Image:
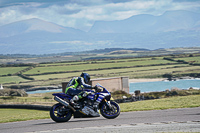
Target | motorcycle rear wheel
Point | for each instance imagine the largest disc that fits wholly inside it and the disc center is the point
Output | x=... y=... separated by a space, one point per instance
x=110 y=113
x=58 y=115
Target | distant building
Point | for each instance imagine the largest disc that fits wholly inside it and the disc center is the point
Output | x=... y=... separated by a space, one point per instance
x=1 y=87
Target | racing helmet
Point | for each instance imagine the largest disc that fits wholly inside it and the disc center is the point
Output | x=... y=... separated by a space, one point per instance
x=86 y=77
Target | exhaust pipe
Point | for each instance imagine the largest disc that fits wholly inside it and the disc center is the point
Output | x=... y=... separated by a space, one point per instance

* * *

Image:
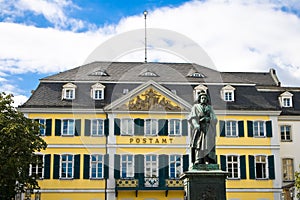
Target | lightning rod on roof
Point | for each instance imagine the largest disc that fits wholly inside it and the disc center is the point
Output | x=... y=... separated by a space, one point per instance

▸ Problem details:
Within the entries, find all lines that contain "Target" and copy each one.

▸ Solution for this problem:
Target | motorcycle rear wheel
Target | distant building
Target | racing helmet
Target | exhaust pipe
Target | lightning rod on roof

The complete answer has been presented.